Daniel est un pianiste de jazz peu conventionnel: parce qu’il a parfois l’impression que le punk rock et le jazz „veulent dire la même chose“, il commence souvent son set par „What Katie Did“, la fameuse ballade qu’écrivit Pete Doherty, alors un consommateur zélé de toutes sortes de substances illicites, sur sa relation orageuse avec Kate Moss. Depuis quelque temps pourtant, malgré les acclamations du public, le cœur n’y est plus.
Perdu dans ses pensées comme dans sa vie, Daniel déambule à travers le décor urbain de la capitale belge, cette ville qu’il dit atteinte du syndrome de la „bruxellisation“, par quoi on désignerait, lui a expliqué un ami, „le développement d’une ville en complet désordre, sans égard pour rien, comme un monstre qui rogne la ville de l’intérieur“.
Et, comme chez Verlaine, le décor est à l’image du narrateur, rogné lui aussi par un monstre – celui de l’indécision, celui d’une dépression qui le vide de l’intérieur, celui d’une peur existentielle. „Tout était incertain, entre des options et possibilités dont je venais de couper une bonne partie“: Daniel a peur des horizons qui s’ouvrent à lui, mais il éprouve également un sentiment de désespoir quand il pense à ceux-là qui se sont déjà fermés – la relation naissante avec Anna, ruinée par une soirée estudiantine trop abreuvée, qui l’a fait vomir plutôt que de s’occuper de la jeune fille attristée; l’été passé avec Sarah, qui lui a „appris des choses, sur son corps, sur le mien“, mais surtout, l’attrait qu’il ressentait pour Paul, jeune écrivain chez les parents duquel il s’était installé et dont il a dû quitter le domicile, couvert de honte après que la mère eut interrompu un roulage de pelles dans le lit de l’auteur.
Cette première expérience homosexuelle, expédiée en quelques pages, comme si le narrateur était imprégné par la honte dont son geste semble avoir couvert la famille bourgeoise, est suivie par une idylle hétérosexuelle avec Marie, une jeune Allemande qui travaille à la Commission européenne et avec qui Daniel, dont le vrai nom est Danilo Casiraghi, partage une nostalgie pour leurs pays d’origine respectifs.

DONNÉES FOURNIES -
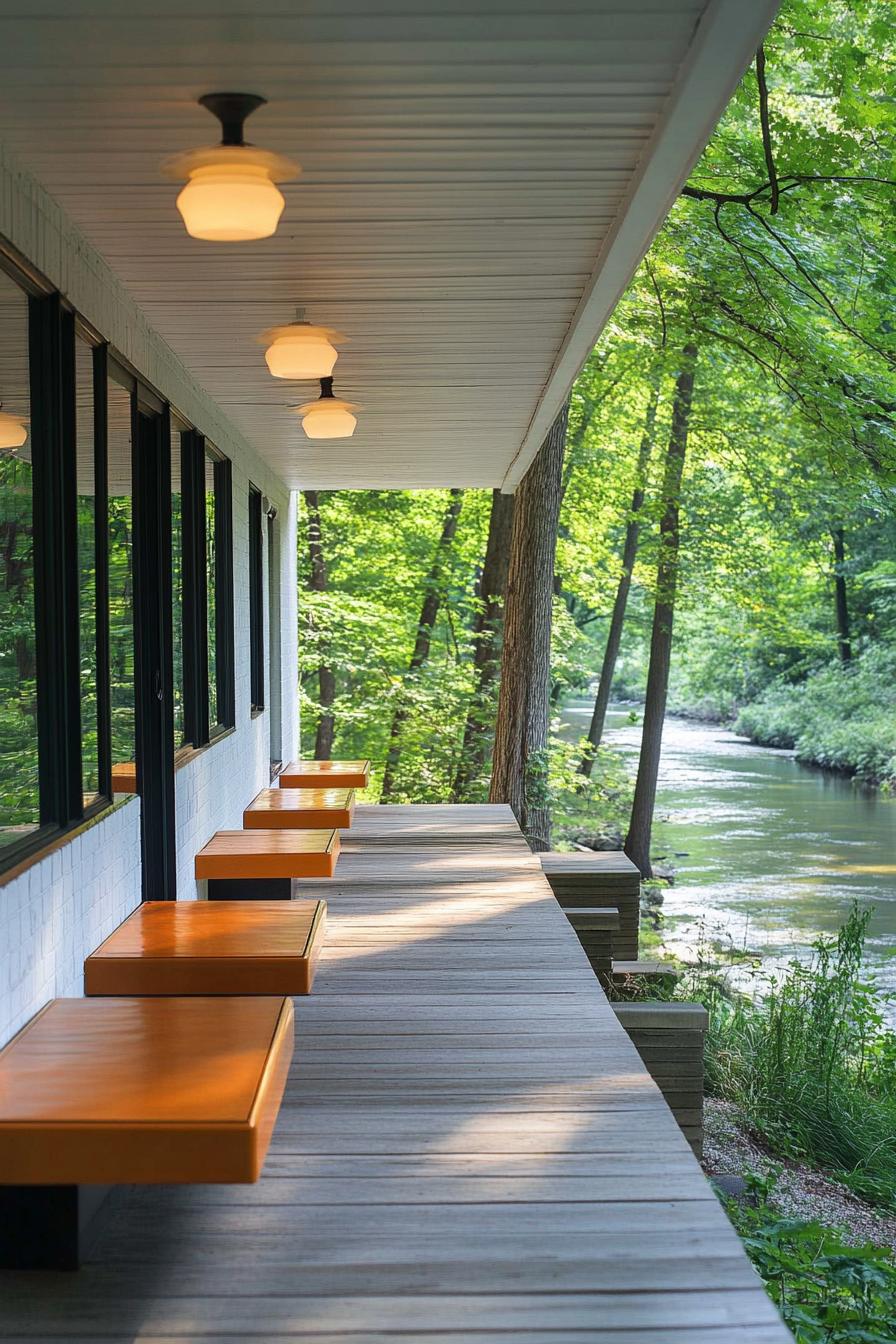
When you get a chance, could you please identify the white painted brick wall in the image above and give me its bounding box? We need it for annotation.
[0,145,298,1044]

EXERCICES ÉCRITS -
1/ D'après le texte sur le pianiste Daniel, quel est son vrai nom ?
2/ Reprenez le texte sur le pianiste Daniel et poursuivez-le après sa dernière phrase.
Les lignes n'interviennent pas dans ce travail.

EXERCICES CORRIGÉS -
1/ Son vrai nom est Danilo Casiraghi.

2/
Face à cette impression de cul-de-sac, d’horizons bouchés, face à la flemme que l’obligation de vendre sa musique et son talent pour en vivre engendre chez lui, Daniel prend la décision de larguer les amarres, d’embrasser d’autres horizons, d’oser être heureux, peut-être, même si le bonheur est toujours un état fugace, fragile.
Cette nouvelle, il compte l’annoncer la veille de son envol pour les États-Unis, raison pour laquelle il a rassemblé l’intégralité ou presque de ses amis, dont Martin, un saxophoniste avec lequel il aime improviser, Boris, un peintre rencontré dans la galerie de Clara, la sœur de Paul ou encore Stéphane, le barman grisonnant qui en a vu de toutes les couleurs, dans un bar.
Ces courts chapitres qui relatent la dernière soirée bruxelloise de Daniel constituent un récit-cadre permettant à l’auteur de relater, dans des chapitres plus longs, la vie passée du narrateur, de ses débuts incertains à sa routine pianistique en passant par les déceptions encaissées – ses parents qui refusent qu’il fasse de la musique son métier, son échec au premier prix au Conservatoire, les impasses relationnelles dont il fait l’expérience – et les courts moments de bonheur liés à des expériences amicales, érotiques et musicales.
Parfait Bildungsroman qui relate les premières expériences d’une vie adulte dans un monde de plus en plus complexe et fait un premier bilan des déconvenues d’une jeunesse contemporaine, „Parfois la nuit se tait“ dessine le portrait d’un jeune homme sensible, balloté par les différents possibles, qui trouve son seul havre de paix dans le monde flottant de la nuit.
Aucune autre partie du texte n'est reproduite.